◆ Exercise task A ◆
Name every user who posts in the Hobie financing thread below.
◆ Exercise task B ◆
Answer these from the Hobie financing thread below:
(i) How much does BigRed38 owe in school loans?
(ii) Which shop does Bencatch say offers financing, and on what terms?
(iii) How long does BigRed38 say paying off the kayak would take him at most?

◆ Passage ◆
- - -
# Hobie Financing



## BigRed38 (May 5, 2009)

Hey guys, does anyone know if any of our local dealers finance their Hobies? I've tried getting a small loan from my Financial Institutions but no one will touch me with the school loans I have (60K). Give me the whole Debt to income ratio hoopla, even though I have all my payments adjusted. If anyone can shed some light on this it would be greatly appreciated. Thanks fellas.


----------



## Bencatch (Nov 14, 2012)

Everything Kayak in Gulfport has financing with 12mo no interest.


----------



## Ptpainton (Feb 16, 2013)

*Just say no*

No Kayak in the world would be worth going in Debt for, just say no.


----------



## BigRed38 (May 5, 2009)

I would have 1350 down, so the hole would only be half as as deep. Would take me 3 months at most to pay off.


Sent from my iPhone using Tapatalk


----------



## BigRed38 (May 5, 2009)

Bencatch, do they only finance walk ins?


Sent from my iPhone using Tapatalk


----------



## Yakavelli (Mar 17, 2010)

Ptpainton said:


> No Kayak in the world would be worth going in Debt for, just say no.


Somebody's never used a PA...lol

Seriously though, it's a fishing boat. If a 20' center console is worth going in debt over, a Hobie certainly is...and it's a LOT LESS DEBT. I'd say it's a far better decision than going in debt over a boat that costs lots of money every single time you use it. How many boat owners can't even take their boat out without SEVERAL people throwing in on gas? And they do this in order to catch 2 snapper?

A badass yak is a far better investment...


----------



## Bencatch (Nov 14, 2012)

BigRed38 said:


> Bencatch, do they only finance walk ins?
> 
> 
> Sent from my iPhone using Tapatalk


They finance through a bank, so a credit check will be run. I know most, if not all, the local shops will do layaway.
- - -
◆ Given data ◆

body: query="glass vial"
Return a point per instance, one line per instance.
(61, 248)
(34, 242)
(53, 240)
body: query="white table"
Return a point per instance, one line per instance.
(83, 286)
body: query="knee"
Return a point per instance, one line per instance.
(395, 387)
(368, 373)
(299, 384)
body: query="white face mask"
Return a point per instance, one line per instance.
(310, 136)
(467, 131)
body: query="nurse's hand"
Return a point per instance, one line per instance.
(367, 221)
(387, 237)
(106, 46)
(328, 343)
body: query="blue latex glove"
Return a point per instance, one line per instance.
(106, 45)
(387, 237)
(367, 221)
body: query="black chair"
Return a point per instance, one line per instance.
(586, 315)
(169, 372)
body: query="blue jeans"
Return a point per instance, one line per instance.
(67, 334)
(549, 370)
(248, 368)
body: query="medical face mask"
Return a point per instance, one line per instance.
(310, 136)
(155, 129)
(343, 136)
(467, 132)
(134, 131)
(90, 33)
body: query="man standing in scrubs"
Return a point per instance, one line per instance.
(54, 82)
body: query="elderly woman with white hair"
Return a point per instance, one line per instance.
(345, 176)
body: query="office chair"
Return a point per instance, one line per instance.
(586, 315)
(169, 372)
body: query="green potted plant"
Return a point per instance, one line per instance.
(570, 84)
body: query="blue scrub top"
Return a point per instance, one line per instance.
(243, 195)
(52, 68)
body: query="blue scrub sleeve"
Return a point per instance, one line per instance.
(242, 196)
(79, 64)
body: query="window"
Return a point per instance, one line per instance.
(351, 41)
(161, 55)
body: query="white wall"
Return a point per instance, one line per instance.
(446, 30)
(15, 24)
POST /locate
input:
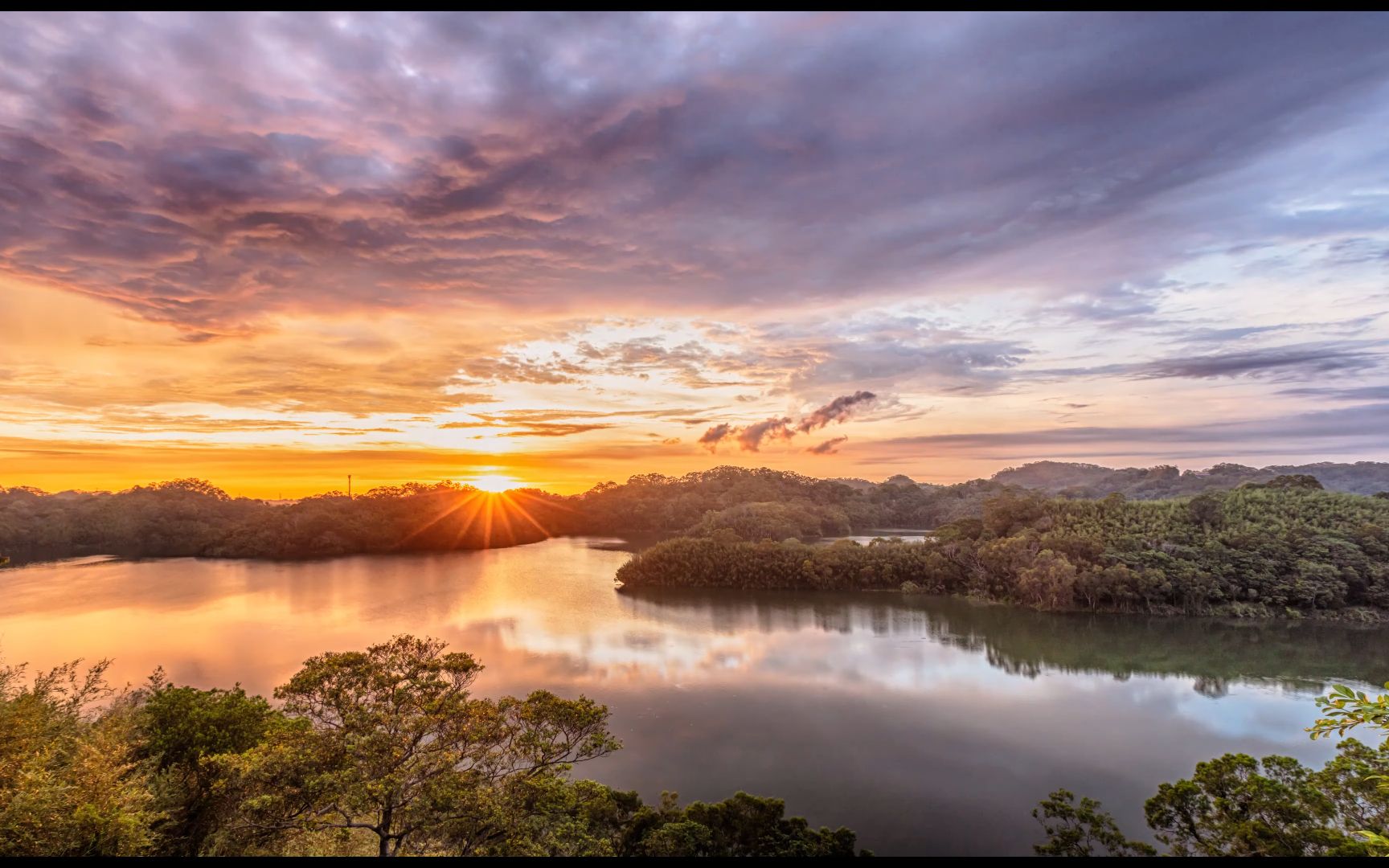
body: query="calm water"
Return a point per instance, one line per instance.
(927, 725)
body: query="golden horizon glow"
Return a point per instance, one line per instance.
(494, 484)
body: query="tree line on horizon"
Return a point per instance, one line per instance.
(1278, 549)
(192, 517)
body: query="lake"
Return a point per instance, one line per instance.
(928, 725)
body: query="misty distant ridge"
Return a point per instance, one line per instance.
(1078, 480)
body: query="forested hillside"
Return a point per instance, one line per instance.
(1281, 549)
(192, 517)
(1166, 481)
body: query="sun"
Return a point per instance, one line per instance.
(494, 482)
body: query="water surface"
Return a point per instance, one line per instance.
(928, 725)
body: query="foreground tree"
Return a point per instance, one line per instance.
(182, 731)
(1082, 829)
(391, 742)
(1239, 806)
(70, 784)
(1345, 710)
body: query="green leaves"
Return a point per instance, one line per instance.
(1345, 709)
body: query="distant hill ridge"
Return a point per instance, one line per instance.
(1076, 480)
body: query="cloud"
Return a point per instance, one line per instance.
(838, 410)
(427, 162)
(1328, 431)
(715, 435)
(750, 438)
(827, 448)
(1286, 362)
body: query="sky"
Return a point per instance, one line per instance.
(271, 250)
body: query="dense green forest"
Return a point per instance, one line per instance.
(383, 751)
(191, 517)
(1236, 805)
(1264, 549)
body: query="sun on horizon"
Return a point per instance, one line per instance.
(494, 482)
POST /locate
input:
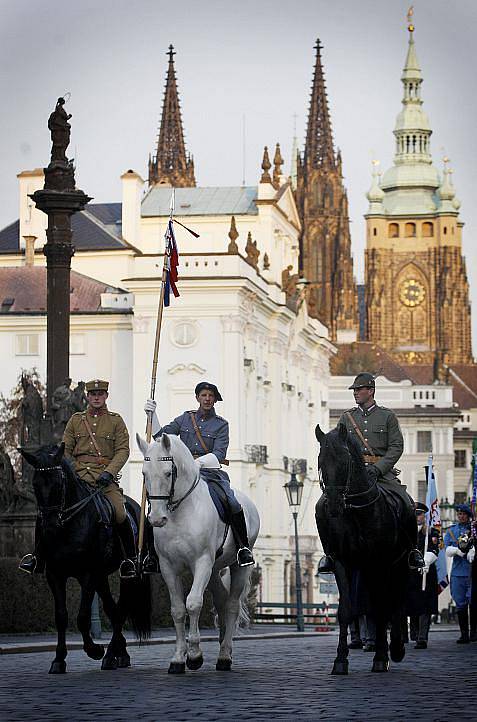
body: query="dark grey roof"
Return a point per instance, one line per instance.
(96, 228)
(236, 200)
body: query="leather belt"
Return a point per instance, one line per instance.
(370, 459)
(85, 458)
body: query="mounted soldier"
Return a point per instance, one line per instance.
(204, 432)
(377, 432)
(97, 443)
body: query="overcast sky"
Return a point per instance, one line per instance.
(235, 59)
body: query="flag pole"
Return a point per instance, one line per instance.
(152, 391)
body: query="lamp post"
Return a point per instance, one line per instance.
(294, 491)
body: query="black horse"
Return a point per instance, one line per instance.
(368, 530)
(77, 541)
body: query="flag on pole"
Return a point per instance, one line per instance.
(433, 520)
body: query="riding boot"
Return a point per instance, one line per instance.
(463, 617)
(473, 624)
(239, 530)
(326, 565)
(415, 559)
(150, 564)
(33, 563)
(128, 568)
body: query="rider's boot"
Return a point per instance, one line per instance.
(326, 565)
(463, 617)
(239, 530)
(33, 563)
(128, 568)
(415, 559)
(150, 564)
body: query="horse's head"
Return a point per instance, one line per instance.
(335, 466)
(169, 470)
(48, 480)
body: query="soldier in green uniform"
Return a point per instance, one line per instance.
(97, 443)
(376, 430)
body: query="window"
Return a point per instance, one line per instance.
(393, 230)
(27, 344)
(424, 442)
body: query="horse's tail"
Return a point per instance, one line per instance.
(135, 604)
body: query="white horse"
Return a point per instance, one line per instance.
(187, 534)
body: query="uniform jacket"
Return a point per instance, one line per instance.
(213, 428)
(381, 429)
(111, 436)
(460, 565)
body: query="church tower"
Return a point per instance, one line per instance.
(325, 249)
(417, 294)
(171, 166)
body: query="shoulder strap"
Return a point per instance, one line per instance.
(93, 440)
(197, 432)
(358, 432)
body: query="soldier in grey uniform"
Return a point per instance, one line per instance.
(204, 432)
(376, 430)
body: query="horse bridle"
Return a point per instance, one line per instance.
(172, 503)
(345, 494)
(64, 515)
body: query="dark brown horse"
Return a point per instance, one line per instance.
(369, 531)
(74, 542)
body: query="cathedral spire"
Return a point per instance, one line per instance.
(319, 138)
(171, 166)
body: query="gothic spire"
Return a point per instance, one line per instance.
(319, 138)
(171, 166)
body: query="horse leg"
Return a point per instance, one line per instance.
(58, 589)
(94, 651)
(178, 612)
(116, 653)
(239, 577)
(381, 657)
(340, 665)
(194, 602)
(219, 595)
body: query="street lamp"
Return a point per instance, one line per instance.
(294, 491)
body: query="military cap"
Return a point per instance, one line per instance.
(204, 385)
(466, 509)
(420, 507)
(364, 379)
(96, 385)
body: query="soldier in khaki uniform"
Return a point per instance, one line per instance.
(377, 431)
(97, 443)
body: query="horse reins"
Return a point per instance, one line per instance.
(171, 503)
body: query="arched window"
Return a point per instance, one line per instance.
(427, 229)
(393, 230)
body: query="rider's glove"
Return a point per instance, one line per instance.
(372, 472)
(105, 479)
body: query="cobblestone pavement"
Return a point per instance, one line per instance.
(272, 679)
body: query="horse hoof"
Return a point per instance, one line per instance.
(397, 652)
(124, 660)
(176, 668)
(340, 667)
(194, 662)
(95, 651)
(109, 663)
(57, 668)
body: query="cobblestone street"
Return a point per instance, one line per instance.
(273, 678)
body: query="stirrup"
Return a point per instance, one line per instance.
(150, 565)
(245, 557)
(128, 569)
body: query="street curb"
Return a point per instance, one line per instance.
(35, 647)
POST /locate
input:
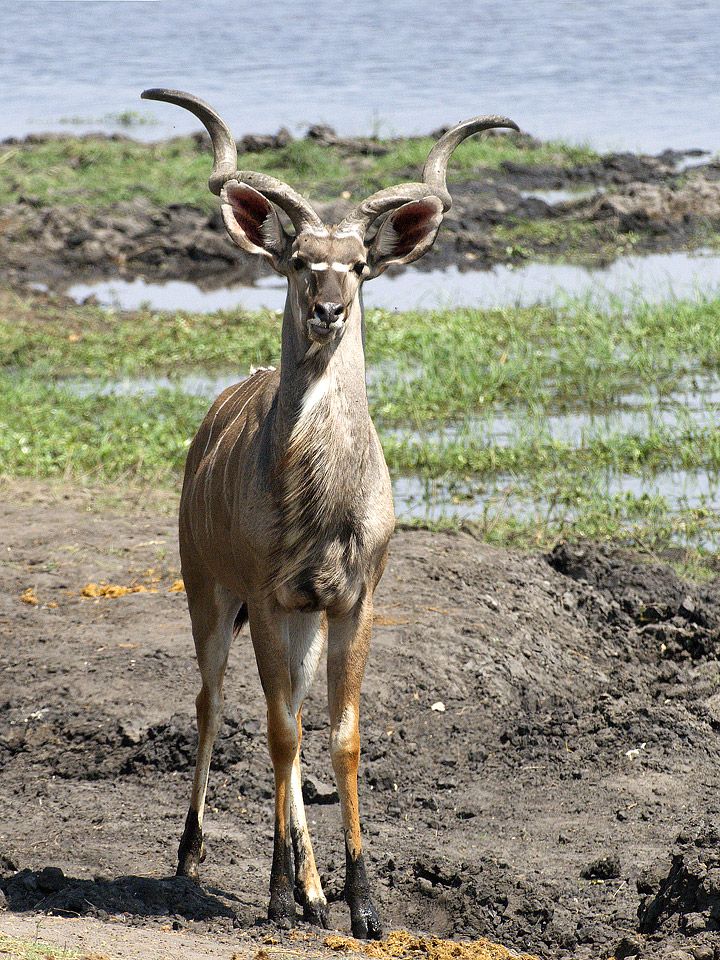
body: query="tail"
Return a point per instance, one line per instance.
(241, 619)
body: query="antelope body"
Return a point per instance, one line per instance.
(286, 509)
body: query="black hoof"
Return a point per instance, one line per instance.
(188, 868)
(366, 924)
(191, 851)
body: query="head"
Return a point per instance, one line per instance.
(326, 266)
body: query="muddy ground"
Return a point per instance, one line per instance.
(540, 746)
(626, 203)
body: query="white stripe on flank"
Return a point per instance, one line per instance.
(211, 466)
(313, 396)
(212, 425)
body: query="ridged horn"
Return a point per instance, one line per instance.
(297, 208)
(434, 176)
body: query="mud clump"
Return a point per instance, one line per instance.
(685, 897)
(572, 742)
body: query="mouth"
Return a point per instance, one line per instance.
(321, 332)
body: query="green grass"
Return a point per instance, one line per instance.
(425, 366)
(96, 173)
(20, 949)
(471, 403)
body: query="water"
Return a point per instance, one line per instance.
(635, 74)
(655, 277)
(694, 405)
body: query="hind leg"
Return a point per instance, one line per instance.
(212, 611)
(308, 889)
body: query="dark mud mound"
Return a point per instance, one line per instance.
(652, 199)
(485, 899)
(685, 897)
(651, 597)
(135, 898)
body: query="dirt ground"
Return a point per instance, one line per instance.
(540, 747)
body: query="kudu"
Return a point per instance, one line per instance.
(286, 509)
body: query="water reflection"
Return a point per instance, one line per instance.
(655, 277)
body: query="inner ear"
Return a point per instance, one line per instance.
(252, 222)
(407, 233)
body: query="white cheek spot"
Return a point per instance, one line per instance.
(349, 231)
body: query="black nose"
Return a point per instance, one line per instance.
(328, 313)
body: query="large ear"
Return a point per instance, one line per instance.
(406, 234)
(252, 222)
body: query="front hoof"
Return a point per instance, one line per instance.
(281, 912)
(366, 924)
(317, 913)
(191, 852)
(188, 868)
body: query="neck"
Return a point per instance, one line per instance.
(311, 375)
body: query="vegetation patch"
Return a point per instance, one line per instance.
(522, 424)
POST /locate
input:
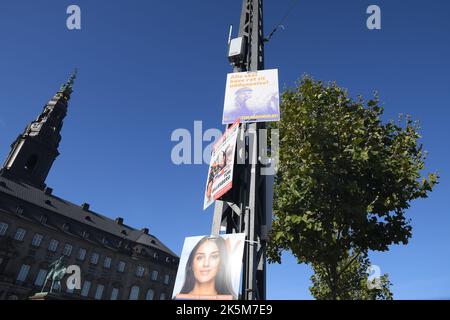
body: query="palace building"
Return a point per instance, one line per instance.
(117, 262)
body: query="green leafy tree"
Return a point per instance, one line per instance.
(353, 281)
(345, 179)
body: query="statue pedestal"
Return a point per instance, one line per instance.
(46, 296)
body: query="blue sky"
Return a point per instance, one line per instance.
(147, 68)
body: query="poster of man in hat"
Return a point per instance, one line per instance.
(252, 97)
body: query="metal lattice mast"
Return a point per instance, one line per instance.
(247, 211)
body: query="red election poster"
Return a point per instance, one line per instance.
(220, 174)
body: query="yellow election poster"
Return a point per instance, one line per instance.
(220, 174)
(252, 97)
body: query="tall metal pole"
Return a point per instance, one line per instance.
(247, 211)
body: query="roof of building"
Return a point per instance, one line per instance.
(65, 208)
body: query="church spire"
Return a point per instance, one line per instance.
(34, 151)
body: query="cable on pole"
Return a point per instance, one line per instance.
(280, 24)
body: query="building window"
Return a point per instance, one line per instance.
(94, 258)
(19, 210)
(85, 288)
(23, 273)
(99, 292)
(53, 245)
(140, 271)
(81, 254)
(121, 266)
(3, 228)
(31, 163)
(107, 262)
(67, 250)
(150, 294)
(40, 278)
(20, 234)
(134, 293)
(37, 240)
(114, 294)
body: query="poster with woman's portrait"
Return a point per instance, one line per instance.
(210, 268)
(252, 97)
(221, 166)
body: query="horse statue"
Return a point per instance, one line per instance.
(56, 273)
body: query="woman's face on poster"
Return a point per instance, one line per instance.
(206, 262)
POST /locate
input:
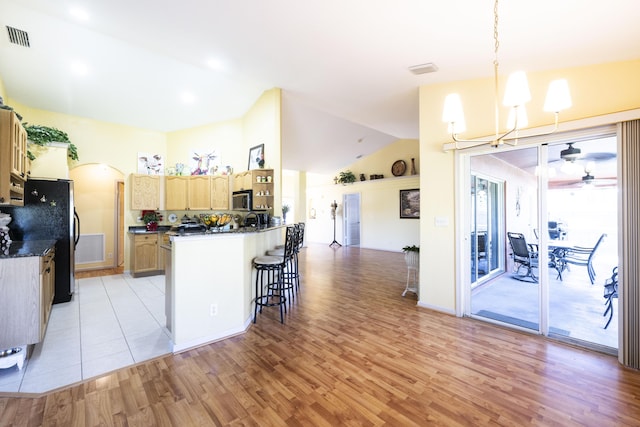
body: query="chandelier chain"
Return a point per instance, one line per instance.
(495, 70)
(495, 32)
- - -
◆ Exercise response A ◆
BigRed38, Bencatch, Ptpainton, Yakavelli

◆ Exercise response B ◆
(i) 60K
(ii) Everything Kayak in Gulfport, with 12 months of no interest
(iii) 3 months